• _Provided data_:
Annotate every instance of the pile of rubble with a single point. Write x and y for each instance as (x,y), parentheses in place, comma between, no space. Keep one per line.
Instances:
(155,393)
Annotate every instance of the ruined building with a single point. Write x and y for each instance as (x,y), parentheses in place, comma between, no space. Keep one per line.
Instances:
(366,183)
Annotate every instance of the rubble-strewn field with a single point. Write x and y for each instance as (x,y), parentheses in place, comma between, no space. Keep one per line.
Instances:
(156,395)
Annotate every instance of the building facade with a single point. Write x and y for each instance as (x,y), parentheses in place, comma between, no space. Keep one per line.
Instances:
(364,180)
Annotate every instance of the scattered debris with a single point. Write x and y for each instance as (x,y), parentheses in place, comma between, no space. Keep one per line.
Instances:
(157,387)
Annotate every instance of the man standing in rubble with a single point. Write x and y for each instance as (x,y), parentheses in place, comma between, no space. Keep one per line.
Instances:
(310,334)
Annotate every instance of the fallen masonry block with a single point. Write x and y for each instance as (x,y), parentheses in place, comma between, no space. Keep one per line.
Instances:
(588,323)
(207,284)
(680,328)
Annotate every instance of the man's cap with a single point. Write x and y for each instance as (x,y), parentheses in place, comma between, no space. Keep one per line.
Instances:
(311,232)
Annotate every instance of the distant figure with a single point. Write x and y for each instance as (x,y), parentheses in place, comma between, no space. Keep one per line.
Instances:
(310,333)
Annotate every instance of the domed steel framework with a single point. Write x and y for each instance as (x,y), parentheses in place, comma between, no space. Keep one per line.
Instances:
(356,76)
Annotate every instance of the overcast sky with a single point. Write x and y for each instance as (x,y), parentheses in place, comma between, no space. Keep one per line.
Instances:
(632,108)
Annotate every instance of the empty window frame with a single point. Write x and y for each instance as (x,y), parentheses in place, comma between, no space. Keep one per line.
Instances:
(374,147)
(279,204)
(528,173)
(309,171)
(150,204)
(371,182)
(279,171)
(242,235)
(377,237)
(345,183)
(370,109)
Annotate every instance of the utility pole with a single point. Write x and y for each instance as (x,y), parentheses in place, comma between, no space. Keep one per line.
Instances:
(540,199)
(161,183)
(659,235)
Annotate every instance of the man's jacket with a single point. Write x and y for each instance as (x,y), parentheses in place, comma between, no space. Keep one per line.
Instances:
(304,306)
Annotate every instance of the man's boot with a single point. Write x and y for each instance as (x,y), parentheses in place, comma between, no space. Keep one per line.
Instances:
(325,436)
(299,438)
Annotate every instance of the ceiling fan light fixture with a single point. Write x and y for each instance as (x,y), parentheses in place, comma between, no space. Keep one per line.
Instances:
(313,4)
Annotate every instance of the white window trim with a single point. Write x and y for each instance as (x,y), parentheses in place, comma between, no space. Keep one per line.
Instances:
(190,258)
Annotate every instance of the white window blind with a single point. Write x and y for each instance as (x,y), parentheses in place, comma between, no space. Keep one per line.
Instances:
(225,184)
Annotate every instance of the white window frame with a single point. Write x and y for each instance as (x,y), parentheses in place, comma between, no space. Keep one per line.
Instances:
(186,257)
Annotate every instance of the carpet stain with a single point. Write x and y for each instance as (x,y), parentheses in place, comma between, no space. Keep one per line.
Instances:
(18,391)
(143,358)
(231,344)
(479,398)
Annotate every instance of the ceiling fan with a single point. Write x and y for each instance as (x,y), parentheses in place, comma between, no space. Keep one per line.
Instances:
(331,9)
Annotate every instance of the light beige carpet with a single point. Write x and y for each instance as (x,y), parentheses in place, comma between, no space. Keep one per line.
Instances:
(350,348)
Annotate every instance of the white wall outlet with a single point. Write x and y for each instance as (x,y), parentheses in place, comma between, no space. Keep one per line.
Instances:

• _Task requirements_: Reproduce the rows from the line containing "Annotate every instance of the light" up to and including the last line of the rows, replacing "single point" with "single marker" wherever it occurs and changing nothing else.

• _Output of the task_:
Annotate every instance of the light beige carpet with a single marker. Write x and y for each instance as (x,y), parentheses in place, comma between, no space. Keep one per line.
Instances:
(350,348)
Annotate every instance of the white wall outlet with a single marker. Write x and y for each instance as (x,y), parentheses in place, comma between, no space. Keep one per line.
Instances:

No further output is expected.